The Kambojs also seek civil penalties for the defendants' alleged failure to supply the documents they requested under 29 U.S.C. § 1132(c). (Docket Entry No. 1 at ¶¶ 59-69). That statute states that “[a]ny administrator . . . who fails or refuses to comply with a request for any information which such administrator is required by this subchapter to furnish” can be held personally liable. 29 U.S.C. § 1132(c)(1)(B) (emphasis added). An “administrator” is “the person specifically so designated by the terms of the instrument under which the plan is operated,” or, “if an administrator is not so designated, the plan sponsor.” Id. § 1002(16)(A). Because the Kambojs have not alleged facts showing that the Plan is its own named administrator, they have failed to state a claim under 29 U.S.C. § 1132(c) against the Plan. See Conn. Gen. Life Ins. Co. v. Humble Surgical Hosp., L.L.C., 878 F.3d 478, 486-87 (5th Cir. 2017) (reversing a 29 U.S.C. § 1132(c) award against an entity that was not the named plan administrator, the plan sponsor, or otherwise designated as the administrator).

Both claims against the Plan are dismissed, and because amendment would be futile, the dismissal is with prejudice.

B. The Claims against Shell

1. The Breach of Fiduciary Duty Claim

Shell argues that the Kambojs' breach of fiduciary duty claim must be dismissed because the Kambojs seek individual relief and have not alleged any damage to the Plan. (Docket Entry No. 11 at 5-6). The Kambojs seek relief in the form of a reduction of Shell's subrogation interest “by the amount of usual and customary charges paid to a Houston area surgical assistant.” (Docket Entry No. 1 at 13). The Kambojs' response to the motion to dismiss clarifies that this relief would increase their net recovery from their personal injury lawsuit. (Docket Entry No. 16 at 6).

Work item:
Write the next part of the court opinion on the Kambojs' claims, starting after its final sentence. The entries that follow come from a separate source unrelated to the court opinion on the Kambojs' claims.

Records:
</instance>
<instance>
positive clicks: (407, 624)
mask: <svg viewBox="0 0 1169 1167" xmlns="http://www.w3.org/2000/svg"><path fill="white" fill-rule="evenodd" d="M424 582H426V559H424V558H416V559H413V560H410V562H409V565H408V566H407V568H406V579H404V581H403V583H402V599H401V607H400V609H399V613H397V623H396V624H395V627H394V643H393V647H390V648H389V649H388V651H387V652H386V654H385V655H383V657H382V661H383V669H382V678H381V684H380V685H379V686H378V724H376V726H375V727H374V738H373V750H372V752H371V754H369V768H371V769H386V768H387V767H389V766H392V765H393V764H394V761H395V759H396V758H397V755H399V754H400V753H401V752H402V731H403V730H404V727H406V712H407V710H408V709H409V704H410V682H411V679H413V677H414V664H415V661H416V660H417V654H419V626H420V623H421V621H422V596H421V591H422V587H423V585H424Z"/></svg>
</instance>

...

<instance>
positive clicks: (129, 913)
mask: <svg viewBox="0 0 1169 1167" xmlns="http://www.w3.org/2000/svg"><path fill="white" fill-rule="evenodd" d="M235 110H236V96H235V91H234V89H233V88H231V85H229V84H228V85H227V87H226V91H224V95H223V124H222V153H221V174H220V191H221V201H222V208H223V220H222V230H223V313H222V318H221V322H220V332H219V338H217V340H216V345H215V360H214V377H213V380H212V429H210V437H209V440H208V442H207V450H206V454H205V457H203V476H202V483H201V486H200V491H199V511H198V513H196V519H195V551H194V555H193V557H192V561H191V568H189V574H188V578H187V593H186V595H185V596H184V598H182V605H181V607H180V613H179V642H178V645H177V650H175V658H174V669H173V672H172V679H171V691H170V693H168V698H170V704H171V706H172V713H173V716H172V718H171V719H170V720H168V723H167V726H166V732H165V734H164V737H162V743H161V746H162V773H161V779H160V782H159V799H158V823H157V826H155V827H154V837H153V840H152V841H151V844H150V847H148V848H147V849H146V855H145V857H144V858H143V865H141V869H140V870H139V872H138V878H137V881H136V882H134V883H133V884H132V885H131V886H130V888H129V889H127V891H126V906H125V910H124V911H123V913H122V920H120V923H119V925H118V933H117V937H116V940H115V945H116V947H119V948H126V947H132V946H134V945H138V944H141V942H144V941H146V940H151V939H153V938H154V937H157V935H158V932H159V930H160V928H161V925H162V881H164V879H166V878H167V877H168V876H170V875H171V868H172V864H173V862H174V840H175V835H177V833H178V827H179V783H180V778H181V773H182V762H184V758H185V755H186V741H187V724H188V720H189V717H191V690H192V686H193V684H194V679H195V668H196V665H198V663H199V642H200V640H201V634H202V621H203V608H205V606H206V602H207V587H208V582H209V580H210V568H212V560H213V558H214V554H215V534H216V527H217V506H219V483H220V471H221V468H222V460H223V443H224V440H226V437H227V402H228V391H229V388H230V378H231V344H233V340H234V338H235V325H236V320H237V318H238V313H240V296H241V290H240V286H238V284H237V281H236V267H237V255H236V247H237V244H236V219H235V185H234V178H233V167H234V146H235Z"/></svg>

--

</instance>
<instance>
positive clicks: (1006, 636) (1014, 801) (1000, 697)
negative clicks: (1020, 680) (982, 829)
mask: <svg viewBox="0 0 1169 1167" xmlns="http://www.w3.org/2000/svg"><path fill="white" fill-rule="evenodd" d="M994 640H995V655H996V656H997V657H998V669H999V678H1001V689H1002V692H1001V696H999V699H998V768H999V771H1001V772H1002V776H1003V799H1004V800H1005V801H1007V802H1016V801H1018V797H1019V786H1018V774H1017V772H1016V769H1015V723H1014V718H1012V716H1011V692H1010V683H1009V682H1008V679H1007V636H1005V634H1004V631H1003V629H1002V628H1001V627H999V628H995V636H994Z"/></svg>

Result:
The Kambojs also seek “[a]ll such other relief, whether at law or in equity, to which [they] may show themselves justly entitled.” (Docket Entry No. 1 at 13).

“ERISA provides that an employer who sponsors an employee plan may also serve as a fiduciary of that plan.” Kirschbaum v. Reliant Energy, Inc., 526 F.3d 243, 248 (5th Cir. 2008). “The statute imposes on the employer-fiduciary . . . strict statutory duties, including loyalty, prudence, and diversification.” Id. An employer-fiduciary must “discharge his duties with respect to a plan solely in the interest of the participants and beneficiaries and . . . for the exclusive purpose of . . . providing benefits to participants and their beneficiaries . . . [and] defraying reasonable expenses of administering the plan.” 29 U.S.C. § 1104(a)(1).

Plan participants or beneficiaries can sue for breaches of fiduciary duty under multiple sections of ERISA. Compare, e.g., Massachusetts Mut. Life Ins. Co. v. Russell, 473 U.S. 134, 140 (1985) (a breach of fiduciary duty claim brought under 29 U.S.C. §§ 1109 and 1132(a)(2)) with Manuel v. Turner Indus. Grp., L.L.C., 905 F.3d 859, 863-66 (5th Cir. 2018) (a breach of fiduciary duty claim brought under 29 U.S.C. § 1132(a)(3)).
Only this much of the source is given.